-- Start of ITEMS --
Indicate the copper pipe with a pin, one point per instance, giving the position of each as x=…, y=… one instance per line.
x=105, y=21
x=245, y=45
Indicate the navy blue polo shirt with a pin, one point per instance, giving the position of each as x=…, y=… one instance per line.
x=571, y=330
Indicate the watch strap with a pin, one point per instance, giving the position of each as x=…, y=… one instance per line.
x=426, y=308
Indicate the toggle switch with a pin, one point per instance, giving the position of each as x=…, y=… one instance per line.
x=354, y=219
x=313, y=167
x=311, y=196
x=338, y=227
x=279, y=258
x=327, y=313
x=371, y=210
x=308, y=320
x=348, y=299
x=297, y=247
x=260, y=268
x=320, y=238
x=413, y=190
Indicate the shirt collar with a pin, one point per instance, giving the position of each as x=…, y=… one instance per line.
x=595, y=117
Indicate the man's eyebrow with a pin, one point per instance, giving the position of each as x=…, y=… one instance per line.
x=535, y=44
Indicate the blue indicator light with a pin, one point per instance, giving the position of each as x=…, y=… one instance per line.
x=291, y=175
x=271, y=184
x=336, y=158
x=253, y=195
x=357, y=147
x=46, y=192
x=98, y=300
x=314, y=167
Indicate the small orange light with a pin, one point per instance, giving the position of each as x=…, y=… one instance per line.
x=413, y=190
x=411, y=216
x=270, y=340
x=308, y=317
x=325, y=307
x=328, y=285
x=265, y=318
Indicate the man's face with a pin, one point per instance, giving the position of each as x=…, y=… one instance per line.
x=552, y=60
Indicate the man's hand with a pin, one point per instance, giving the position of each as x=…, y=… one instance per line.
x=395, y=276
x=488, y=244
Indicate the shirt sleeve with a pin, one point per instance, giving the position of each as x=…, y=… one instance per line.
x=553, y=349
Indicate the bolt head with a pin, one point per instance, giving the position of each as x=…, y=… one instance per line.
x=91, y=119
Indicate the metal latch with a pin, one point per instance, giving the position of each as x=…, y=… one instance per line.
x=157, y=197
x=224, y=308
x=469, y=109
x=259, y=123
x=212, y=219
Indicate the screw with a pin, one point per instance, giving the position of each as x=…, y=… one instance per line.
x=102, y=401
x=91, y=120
-- End of ITEMS --
### TO DO:
Recast every line of the material above as a Markdown table with the columns "Row" and "Line". Put the row number in the first column and the line in the second, and leave out blank lines.

### THE COMPLETED TASK:
| Row | Line |
|---|---|
| 1 | Indicate the copper pipe with a pin, one point per instance, giving the position of each as x=…, y=… one instance per line. |
| 2 | x=105, y=21 |
| 3 | x=245, y=45 |
| 4 | Indicate the navy blue polo shirt with a pin, one point per instance, giving the position of each as x=…, y=… one instance per line. |
| 5 | x=571, y=330 |
| 6 | Indicate the watch strap with a pin, one point per instance, giving the position of each as x=…, y=… one instance per line. |
| 7 | x=426, y=308 |
| 8 | Indicate the toggle switch with a pin, one point per instance, giving the position of each as x=…, y=… one instance per line. |
| 9 | x=354, y=219 |
| 10 | x=313, y=167 |
| 11 | x=311, y=196 |
| 12 | x=338, y=227 |
| 13 | x=279, y=258 |
| 14 | x=327, y=313 |
| 15 | x=371, y=210 |
| 16 | x=308, y=320 |
| 17 | x=348, y=299 |
| 18 | x=297, y=247 |
| 19 | x=260, y=268 |
| 20 | x=320, y=238 |
| 21 | x=413, y=190 |
| 22 | Indicate the shirt collar with a pin, one point per instance, giving the position of each as x=…, y=… one instance per line. |
| 23 | x=595, y=117 |
| 24 | Indicate the man's eyebrow with a pin, one point per instance, giving the position of each as x=…, y=… one instance per line. |
| 25 | x=535, y=44 |
| 26 | Indicate the blue indicator light with a pin, one point per instance, giving the position of each as x=…, y=… one instance per line. |
| 27 | x=291, y=175 |
| 28 | x=271, y=184 |
| 29 | x=336, y=158 |
| 30 | x=253, y=195 |
| 31 | x=357, y=147 |
| 32 | x=46, y=192 |
| 33 | x=98, y=300 |
| 34 | x=314, y=167 |
| 35 | Indicate the small orange light with a pin, one point per instance, giving the position of each as x=…, y=… one instance per line. |
| 36 | x=413, y=190 |
| 37 | x=411, y=216 |
| 38 | x=270, y=340 |
| 39 | x=308, y=317 |
| 40 | x=325, y=307 |
| 41 | x=328, y=285 |
| 42 | x=265, y=318 |
| 43 | Indicate the man's face with a pin, one point per instance, giving the position of each as x=…, y=… one instance per line. |
| 44 | x=552, y=60 |
| 45 | Indicate the man's hand with a pin, one point per instance, giving the position of each as x=…, y=… one instance per line. |
| 46 | x=395, y=276 |
| 47 | x=488, y=244 |
| 48 | Indicate the shirt sleeve with a pin, one point per instance, giving the position of each as x=…, y=… one instance per line. |
| 49 | x=553, y=349 |
| 50 | Indicate the bolt head with a pin, one point per instance, giving the position of each as x=…, y=… one instance per line. |
| 51 | x=91, y=119 |
| 52 | Indicate the metal latch with a pin, one point per instance, giving the position of each as x=…, y=… one instance per line. |
| 53 | x=157, y=197 |
| 54 | x=224, y=308 |
| 55 | x=469, y=109 |
| 56 | x=259, y=123 |
| 57 | x=212, y=219 |
| 58 | Indicate the screw with a pin, one point per instance, giving the position of each as x=…, y=… one instance per line. |
| 59 | x=102, y=401 |
| 60 | x=91, y=120 |